*Extracted data entries*

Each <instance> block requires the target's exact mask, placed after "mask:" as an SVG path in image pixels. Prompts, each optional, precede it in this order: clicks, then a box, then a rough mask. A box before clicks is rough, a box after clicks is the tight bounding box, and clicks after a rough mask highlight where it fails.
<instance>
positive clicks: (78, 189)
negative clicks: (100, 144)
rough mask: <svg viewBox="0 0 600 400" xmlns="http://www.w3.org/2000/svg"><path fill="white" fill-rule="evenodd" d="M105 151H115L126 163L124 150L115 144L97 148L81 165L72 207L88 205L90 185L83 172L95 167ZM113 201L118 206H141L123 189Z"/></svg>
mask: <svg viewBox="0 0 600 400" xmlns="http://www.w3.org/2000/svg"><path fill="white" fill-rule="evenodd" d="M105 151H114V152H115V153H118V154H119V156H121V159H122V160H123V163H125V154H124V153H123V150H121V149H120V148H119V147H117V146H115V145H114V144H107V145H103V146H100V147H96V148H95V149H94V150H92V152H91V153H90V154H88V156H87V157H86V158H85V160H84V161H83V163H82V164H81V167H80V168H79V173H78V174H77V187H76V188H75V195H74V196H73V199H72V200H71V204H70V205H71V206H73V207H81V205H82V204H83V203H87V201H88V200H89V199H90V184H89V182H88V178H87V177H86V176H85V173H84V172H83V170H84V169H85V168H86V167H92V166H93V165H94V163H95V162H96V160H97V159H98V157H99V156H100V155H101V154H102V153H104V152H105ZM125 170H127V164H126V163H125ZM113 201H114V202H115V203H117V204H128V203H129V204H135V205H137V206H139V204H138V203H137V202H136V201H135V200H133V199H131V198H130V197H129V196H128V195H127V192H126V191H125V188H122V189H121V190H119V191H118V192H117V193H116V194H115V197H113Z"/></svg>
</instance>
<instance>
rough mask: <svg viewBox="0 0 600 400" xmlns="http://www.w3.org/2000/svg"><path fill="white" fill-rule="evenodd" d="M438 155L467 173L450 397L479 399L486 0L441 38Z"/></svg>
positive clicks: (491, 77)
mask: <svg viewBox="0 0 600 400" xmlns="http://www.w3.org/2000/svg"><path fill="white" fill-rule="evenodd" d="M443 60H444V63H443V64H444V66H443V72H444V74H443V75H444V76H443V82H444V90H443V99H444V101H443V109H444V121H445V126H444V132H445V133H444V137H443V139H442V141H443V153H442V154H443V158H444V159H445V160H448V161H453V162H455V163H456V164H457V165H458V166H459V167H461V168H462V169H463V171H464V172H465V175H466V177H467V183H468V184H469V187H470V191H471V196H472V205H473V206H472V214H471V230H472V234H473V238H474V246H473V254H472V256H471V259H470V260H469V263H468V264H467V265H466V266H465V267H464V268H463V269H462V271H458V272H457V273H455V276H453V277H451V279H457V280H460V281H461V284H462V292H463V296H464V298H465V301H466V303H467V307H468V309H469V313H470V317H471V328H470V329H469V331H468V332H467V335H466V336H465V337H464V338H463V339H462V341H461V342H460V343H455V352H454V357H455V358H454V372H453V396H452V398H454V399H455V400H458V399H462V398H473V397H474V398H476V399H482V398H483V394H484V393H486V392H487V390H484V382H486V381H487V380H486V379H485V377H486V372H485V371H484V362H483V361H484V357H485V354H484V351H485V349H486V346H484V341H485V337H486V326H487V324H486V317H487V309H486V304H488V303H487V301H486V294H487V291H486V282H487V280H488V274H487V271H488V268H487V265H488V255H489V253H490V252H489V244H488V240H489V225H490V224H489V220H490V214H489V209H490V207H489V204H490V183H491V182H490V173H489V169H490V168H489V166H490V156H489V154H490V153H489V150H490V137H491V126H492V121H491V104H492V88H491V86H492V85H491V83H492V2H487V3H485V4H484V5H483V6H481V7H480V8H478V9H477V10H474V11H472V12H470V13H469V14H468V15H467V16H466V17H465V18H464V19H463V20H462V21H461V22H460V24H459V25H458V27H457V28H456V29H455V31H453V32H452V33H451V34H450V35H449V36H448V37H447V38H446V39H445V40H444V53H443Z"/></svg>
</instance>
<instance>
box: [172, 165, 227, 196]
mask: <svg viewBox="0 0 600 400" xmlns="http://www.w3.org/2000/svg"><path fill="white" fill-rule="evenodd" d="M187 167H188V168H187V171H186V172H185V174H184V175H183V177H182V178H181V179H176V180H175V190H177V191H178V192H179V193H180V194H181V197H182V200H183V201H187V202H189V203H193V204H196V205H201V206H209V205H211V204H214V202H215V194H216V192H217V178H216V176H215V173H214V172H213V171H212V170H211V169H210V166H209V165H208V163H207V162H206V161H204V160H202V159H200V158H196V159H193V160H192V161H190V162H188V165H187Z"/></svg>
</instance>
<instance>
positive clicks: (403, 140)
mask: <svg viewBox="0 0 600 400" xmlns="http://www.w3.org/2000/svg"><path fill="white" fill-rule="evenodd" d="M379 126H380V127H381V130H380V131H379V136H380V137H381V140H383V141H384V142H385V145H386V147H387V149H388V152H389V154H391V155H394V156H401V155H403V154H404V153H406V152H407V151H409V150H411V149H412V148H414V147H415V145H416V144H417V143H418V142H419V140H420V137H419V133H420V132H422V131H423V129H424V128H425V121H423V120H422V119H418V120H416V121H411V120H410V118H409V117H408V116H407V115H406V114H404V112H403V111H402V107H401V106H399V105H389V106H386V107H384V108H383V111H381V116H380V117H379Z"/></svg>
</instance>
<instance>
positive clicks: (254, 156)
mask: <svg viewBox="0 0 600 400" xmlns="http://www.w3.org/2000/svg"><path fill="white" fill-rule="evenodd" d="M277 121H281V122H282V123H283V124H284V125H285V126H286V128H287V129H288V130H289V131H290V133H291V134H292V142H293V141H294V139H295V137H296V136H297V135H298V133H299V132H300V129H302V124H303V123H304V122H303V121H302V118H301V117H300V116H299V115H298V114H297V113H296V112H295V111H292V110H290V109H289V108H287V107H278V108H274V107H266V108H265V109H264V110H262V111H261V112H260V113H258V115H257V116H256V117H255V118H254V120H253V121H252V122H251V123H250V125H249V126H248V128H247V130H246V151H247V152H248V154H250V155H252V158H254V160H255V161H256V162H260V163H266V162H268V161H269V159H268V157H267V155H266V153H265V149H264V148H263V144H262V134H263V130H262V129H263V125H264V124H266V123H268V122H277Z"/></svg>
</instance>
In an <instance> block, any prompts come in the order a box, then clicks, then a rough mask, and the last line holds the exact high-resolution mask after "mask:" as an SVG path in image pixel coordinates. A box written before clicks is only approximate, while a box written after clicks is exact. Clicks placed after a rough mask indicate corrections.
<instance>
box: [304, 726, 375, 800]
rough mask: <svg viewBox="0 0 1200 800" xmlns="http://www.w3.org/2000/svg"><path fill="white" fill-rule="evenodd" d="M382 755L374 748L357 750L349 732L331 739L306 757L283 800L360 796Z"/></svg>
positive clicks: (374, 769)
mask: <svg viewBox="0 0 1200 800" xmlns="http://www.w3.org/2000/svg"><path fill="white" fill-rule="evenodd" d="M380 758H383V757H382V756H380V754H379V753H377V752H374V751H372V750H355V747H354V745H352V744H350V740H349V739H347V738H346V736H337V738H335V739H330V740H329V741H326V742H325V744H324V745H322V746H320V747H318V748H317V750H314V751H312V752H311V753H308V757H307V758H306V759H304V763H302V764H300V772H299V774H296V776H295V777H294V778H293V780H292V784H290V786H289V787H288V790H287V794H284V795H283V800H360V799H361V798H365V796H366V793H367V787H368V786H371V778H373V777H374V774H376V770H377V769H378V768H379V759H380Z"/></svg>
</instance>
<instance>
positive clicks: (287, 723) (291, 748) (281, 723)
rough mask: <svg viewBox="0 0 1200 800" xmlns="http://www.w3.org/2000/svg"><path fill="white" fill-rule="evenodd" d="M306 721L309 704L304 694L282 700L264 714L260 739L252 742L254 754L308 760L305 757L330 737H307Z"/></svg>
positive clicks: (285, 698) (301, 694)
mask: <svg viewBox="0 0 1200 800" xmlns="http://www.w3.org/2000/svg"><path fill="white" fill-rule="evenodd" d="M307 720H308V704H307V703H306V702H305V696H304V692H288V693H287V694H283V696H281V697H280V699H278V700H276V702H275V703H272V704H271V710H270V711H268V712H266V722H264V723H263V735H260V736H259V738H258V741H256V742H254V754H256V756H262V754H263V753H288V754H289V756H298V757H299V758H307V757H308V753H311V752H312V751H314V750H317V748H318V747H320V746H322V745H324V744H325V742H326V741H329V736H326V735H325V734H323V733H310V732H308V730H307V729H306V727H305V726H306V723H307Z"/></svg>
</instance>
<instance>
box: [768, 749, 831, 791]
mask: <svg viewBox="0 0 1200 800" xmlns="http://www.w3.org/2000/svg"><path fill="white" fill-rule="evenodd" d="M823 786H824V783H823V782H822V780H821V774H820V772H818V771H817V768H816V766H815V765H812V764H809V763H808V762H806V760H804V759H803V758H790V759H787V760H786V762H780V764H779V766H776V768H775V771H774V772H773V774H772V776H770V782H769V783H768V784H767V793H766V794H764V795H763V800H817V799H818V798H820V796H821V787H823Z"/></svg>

*REQUIRED WORK*
In the records above, find the line containing "negative clicks: (100, 144)" and restate word for word every line from the first through that one.

*RESPONSE AREA*
Each <instance> block requires the target's exact mask, placed after "mask:" as an SVG path in image pixels. Prompts, each optional, precede it in this order: clicks, then a box, then a rough mask. A box before clicks is rough, a box after clicks is the tight bounding box, and clicks after a rough mask highlight where it fails.
<instance>
positive clicks: (78, 189)
negative clicks: (100, 144)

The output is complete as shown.